[Tareas propuestas]
1) Según el texto sobre el pasado colonial europeo, ¿qué ha hecho Alemania con respecto a los pueblos de Namibia?
2) Devuelve, tal como aparece en el texto sobre el pasado colonial europeo, todo lo que va desde "2 de junio de" hasta "del Sahara Occidental.".

[Fragmento del texto]
2 de junio de 2021
En
las últimas semanas han confluido sobre el primer plano de la actualidad varios
acontecimientos relacionados con el pasado colonial no resuelto de Europa. En
Francia, tras los ecos de la recurrente polémica sobre la independencia
argelina, ha sobrevenido la asunción de responsabilidades por el genocidio de Ruanda
(1994). En Alemania, la petición solemne de perdón, con indemnización añadida,
a los pueblos de Namibia. Y en España, el último incidente relacionado con la
espina del Sahara Occidental.

Líneas de datos:
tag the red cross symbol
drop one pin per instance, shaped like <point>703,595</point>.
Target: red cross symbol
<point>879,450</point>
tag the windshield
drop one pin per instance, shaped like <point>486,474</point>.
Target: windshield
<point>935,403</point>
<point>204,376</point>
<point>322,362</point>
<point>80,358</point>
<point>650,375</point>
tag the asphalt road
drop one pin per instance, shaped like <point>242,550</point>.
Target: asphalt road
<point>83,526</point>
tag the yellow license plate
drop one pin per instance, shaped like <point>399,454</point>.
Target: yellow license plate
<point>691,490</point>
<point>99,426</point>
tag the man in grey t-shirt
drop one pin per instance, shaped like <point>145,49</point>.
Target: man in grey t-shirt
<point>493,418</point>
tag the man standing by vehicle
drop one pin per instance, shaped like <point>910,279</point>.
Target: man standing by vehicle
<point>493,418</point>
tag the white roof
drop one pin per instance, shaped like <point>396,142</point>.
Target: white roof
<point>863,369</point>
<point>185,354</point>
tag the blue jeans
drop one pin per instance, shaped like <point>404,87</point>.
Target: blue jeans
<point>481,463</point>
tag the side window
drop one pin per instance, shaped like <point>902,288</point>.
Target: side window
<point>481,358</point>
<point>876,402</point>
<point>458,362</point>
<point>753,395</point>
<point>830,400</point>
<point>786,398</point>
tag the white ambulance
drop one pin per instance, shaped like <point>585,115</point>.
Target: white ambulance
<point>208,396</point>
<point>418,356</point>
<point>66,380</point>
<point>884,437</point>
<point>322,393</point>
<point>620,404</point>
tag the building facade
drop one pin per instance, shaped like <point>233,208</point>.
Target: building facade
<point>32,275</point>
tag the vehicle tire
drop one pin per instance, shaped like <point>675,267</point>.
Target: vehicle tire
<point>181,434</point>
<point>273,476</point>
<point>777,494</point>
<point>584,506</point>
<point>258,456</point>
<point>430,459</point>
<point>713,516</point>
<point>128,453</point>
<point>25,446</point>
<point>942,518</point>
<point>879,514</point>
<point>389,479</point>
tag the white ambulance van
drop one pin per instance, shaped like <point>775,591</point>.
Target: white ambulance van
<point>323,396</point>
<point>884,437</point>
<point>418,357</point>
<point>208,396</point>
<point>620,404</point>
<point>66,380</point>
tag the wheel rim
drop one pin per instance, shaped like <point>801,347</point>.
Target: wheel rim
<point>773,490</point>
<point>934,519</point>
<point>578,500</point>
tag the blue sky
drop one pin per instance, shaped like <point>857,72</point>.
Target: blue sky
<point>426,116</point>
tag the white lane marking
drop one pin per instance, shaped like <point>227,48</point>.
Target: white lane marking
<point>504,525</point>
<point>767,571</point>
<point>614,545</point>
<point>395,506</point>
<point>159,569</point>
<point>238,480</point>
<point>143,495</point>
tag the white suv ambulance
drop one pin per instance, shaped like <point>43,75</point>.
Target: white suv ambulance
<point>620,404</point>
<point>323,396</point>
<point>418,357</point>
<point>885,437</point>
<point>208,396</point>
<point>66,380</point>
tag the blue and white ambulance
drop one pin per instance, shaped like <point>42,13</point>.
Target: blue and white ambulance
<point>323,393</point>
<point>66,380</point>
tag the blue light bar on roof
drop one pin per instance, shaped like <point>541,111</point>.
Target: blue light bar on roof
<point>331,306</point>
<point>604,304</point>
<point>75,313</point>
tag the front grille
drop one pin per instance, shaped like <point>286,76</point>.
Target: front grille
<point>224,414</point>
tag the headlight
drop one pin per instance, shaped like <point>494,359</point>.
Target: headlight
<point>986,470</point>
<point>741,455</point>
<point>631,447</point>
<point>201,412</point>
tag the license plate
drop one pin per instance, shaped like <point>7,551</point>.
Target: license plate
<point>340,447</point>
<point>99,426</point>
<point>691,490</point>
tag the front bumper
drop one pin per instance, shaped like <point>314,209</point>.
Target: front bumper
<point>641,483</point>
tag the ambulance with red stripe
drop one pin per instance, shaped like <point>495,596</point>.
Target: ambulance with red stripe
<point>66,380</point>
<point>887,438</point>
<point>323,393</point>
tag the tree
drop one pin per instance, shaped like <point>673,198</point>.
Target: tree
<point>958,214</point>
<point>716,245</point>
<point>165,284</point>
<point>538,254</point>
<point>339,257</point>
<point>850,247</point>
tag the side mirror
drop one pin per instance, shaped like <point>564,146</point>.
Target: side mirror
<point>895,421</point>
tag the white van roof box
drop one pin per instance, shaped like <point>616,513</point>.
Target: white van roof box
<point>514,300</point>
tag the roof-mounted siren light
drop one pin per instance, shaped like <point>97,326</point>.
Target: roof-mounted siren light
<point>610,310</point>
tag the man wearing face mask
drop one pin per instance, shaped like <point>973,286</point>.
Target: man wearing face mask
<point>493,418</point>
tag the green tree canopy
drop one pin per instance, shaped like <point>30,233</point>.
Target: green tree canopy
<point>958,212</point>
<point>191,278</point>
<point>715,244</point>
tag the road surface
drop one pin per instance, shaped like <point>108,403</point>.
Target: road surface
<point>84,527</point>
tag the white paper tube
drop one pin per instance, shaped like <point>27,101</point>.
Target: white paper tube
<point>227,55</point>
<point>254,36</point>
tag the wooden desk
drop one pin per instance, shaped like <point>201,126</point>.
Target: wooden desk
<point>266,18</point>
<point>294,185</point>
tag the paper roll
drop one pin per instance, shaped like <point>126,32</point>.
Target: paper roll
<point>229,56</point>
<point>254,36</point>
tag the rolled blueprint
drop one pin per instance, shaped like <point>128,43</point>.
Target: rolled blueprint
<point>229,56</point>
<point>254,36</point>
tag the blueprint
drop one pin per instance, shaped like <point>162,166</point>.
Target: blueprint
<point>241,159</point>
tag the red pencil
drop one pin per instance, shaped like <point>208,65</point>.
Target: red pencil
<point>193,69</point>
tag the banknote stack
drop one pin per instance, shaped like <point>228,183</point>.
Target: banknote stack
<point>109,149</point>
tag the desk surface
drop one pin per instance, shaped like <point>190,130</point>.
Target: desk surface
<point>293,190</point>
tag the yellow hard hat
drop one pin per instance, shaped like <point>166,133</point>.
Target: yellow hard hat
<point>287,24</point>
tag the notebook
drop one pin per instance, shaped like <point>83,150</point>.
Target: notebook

[Respuestas por tarea]
1) Les ha pedido perdón solemnemente, con indemnización añadida.

2)
2 de junio de 2021
En
las últimas semanas han confluido sobre el primer plano de la actualidad varios
acontecimientos relacionados con el pasado colonial no resuelto de Europa. En
Francia, tras los ecos de la recurrente polémica sobre la independencia
argelina, ha sobrevenido la asunción de responsabilidades por el genocidio de Ruanda
(1994). En Alemania, la petición solemne de perdón, con indemnización añadida,
a los pueblos de Namibia. Y en España, el último incidente relacionado con la
espina del Sahara Occidental.